What you return must be an exact copy of the lines in the listing below between the line holding "TASK = identify one point per instance of the black hood" and the line holding "TASK = identify one point per instance of the fog", inclusive, and nothing more.

★ ★ ★ ★ ★ ★ ★

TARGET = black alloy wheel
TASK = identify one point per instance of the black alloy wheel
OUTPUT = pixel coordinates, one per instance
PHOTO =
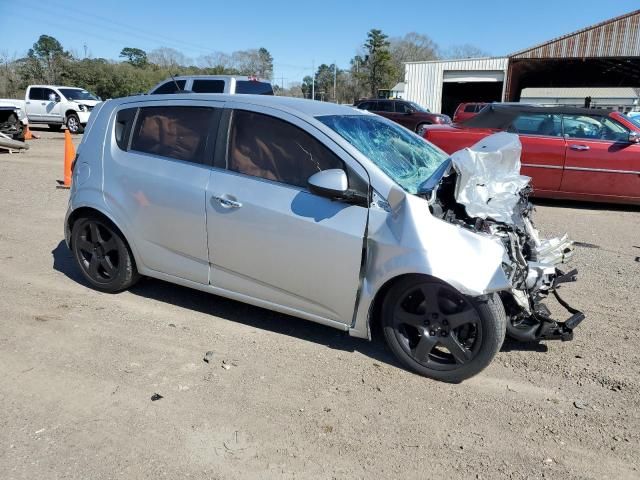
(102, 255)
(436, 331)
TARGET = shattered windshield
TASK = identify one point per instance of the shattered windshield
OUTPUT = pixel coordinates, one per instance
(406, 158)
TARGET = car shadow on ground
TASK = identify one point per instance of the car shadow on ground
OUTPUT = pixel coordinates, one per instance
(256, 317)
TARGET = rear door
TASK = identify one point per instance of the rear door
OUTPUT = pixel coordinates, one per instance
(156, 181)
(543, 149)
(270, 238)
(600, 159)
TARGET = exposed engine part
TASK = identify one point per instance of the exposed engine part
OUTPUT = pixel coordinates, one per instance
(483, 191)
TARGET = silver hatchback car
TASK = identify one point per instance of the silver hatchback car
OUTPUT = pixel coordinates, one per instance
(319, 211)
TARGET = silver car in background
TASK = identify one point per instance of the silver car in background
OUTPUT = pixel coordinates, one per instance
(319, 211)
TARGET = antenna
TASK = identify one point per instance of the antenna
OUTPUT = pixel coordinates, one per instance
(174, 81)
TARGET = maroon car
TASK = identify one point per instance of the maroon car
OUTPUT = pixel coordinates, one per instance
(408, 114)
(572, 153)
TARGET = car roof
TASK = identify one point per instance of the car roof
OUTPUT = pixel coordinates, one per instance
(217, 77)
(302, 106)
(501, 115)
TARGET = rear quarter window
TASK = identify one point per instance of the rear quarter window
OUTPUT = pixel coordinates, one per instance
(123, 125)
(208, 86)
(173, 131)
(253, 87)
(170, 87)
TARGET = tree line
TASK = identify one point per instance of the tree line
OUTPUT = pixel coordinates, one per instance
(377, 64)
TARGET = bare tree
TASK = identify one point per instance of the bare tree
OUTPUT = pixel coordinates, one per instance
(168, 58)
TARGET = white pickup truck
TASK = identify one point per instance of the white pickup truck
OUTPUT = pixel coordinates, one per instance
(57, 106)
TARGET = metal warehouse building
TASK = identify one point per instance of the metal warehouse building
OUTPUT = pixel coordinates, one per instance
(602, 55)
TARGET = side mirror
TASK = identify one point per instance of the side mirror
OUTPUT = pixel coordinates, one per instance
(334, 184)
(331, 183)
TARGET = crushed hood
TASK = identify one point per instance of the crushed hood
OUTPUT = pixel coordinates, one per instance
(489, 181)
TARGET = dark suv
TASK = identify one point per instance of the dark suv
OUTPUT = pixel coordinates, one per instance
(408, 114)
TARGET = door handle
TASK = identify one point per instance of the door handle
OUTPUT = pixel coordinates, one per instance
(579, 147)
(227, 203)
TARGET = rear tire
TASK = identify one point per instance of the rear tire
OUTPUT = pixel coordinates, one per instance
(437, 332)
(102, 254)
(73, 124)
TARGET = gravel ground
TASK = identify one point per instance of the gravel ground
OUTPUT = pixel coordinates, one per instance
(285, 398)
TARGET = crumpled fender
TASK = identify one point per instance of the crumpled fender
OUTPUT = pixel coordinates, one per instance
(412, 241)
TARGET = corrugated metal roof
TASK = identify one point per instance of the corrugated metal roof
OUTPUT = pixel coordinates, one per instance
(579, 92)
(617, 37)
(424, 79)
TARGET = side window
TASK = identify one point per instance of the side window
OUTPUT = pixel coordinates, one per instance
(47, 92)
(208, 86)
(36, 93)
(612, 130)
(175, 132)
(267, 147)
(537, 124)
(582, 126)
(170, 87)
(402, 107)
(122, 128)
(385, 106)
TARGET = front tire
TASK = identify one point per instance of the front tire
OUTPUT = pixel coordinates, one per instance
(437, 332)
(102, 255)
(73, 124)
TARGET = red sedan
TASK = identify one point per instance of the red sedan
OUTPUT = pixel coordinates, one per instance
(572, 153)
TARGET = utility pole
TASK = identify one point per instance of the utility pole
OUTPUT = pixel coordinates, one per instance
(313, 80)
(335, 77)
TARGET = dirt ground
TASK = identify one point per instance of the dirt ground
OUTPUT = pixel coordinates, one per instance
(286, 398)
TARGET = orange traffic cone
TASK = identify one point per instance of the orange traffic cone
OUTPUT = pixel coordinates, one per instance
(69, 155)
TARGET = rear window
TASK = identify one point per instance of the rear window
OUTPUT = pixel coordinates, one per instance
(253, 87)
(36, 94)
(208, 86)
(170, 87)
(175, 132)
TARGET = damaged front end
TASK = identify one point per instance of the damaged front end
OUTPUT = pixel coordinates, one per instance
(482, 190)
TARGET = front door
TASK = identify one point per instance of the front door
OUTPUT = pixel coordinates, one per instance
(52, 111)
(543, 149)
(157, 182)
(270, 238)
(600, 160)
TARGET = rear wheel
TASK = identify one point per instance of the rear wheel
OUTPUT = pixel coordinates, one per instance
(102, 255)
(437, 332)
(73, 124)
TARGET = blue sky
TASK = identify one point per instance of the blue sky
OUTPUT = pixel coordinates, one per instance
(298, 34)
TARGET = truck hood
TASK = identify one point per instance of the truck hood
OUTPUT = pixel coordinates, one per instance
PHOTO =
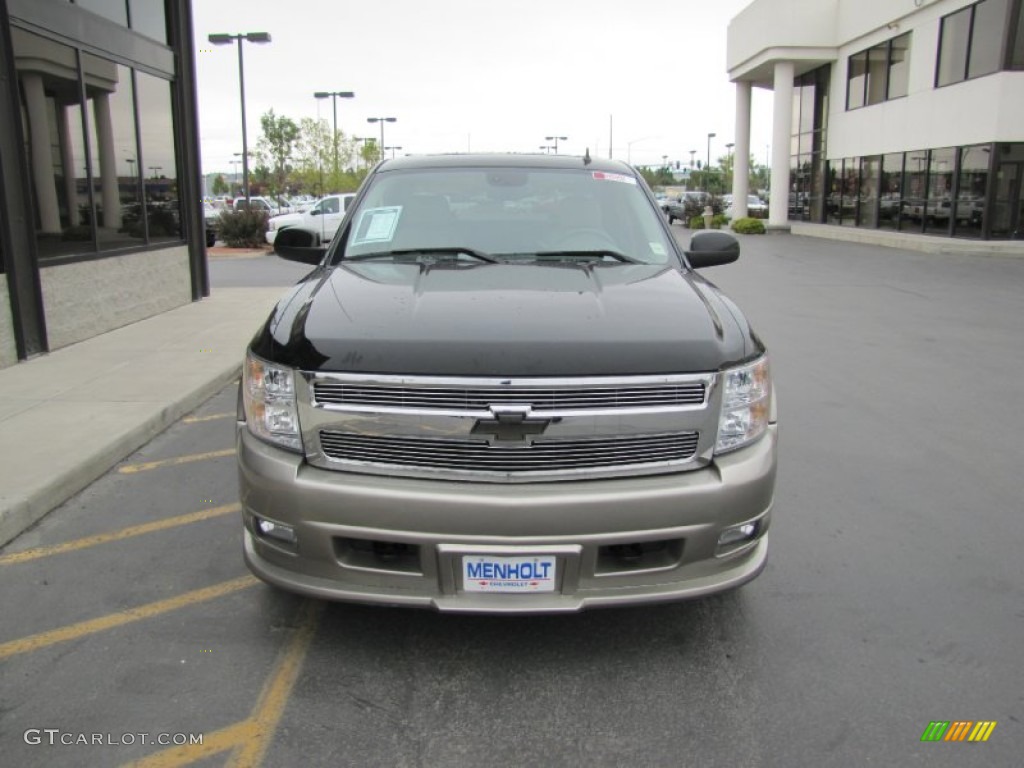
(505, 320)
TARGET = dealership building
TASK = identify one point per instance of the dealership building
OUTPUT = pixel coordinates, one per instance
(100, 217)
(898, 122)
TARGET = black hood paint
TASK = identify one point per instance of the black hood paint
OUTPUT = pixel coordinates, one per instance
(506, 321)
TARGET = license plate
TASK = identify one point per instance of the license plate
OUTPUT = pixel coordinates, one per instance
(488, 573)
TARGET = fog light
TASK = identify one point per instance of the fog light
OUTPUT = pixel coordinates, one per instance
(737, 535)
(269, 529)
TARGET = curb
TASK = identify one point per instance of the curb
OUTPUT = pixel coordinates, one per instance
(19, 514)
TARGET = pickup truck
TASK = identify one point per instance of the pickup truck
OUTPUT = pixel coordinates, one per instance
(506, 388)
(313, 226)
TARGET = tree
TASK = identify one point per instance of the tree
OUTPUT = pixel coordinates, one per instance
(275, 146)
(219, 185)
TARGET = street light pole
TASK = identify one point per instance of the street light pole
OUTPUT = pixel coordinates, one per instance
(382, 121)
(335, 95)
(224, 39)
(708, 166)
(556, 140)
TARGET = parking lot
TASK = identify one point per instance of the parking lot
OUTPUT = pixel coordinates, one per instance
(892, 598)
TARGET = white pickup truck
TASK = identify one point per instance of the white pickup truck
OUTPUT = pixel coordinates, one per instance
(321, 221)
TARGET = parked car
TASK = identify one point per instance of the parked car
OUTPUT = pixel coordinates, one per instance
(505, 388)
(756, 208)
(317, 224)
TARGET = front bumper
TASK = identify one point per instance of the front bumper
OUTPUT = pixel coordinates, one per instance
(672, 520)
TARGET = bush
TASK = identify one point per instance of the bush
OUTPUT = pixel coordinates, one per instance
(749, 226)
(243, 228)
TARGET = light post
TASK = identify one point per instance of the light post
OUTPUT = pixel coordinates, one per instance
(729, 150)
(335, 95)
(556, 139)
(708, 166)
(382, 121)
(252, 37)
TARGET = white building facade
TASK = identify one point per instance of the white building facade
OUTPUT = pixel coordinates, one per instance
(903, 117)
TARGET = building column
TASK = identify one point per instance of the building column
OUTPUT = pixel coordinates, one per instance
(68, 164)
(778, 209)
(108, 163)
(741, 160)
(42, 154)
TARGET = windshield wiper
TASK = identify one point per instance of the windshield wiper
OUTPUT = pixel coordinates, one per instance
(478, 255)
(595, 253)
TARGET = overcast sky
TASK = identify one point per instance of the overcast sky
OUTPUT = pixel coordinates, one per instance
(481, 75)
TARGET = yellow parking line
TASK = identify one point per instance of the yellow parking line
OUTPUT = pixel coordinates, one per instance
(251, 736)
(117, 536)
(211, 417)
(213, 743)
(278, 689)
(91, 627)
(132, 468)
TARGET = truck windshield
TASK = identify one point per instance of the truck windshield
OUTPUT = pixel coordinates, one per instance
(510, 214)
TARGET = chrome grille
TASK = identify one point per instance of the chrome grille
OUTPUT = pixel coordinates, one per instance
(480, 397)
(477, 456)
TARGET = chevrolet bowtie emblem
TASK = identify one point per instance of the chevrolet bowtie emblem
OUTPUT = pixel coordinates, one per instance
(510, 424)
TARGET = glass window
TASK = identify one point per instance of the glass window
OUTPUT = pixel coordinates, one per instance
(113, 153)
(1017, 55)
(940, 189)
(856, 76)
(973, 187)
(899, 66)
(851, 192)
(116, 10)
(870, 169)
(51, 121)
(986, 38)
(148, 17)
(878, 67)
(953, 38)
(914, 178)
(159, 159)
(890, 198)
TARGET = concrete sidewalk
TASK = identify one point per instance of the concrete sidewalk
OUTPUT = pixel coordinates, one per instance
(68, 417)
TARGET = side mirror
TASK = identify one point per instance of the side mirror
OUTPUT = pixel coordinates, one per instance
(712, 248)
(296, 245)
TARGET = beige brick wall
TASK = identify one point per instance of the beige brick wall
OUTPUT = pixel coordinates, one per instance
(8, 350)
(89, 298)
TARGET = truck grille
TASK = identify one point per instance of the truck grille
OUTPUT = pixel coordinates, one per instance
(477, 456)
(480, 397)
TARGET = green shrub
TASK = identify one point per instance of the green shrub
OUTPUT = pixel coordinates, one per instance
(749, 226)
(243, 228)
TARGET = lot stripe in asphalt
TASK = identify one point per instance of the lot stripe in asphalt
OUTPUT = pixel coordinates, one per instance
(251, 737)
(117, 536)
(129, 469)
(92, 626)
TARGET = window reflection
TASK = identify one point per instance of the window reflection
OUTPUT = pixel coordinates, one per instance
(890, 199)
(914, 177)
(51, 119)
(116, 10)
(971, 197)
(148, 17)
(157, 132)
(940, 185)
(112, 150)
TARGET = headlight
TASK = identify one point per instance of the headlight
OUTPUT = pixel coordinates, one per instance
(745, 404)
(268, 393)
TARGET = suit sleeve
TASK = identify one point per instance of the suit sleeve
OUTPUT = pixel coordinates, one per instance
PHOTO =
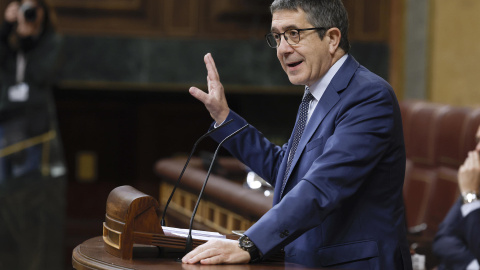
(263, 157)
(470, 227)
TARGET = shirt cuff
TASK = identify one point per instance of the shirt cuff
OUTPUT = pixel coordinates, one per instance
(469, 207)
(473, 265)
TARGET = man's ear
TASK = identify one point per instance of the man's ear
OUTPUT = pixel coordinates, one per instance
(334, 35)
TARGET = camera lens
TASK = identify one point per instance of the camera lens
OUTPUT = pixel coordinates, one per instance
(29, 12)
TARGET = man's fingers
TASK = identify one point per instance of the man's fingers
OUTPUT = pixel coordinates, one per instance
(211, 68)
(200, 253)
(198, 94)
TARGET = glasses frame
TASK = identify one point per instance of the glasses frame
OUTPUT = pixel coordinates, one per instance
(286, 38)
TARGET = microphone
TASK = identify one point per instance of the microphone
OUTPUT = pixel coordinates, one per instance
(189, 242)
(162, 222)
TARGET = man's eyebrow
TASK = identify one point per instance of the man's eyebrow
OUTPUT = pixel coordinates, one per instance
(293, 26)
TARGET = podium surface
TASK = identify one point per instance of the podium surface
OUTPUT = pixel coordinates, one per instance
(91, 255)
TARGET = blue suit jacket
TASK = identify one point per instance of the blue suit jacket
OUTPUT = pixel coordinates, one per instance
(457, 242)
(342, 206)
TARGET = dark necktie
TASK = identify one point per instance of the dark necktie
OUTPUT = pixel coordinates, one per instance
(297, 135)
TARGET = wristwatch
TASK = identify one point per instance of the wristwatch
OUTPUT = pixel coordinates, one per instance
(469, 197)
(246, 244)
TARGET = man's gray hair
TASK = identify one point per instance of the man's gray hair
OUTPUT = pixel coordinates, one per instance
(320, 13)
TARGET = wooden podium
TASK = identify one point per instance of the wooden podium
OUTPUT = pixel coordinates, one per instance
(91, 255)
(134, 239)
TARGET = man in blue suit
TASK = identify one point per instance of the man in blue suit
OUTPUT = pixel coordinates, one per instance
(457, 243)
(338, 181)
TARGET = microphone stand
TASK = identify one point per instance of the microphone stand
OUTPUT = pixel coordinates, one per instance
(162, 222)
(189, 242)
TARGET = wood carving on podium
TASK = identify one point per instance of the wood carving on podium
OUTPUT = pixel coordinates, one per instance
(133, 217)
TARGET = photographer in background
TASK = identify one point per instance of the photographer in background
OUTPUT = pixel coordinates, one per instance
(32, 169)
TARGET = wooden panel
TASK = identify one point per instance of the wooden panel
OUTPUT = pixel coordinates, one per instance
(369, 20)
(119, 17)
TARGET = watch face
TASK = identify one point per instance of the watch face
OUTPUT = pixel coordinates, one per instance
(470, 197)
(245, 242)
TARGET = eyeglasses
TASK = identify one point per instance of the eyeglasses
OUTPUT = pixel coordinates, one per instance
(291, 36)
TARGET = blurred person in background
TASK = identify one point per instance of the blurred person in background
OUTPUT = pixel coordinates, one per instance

★ ★ ★ ★ ★ ★ ★

_EXPECTED ANSWER_.
TASK = identify one point per instance of the black hood paint
OUTPUT = pixel coordinates, one per instance
(506, 321)
TARGET = license plate
TASK = identify one point per instance of the license plate
OUTPUT = pixel coordinates, one per instance
(488, 573)
TARGET = fog light
TASK = identify one point per instance of the fog light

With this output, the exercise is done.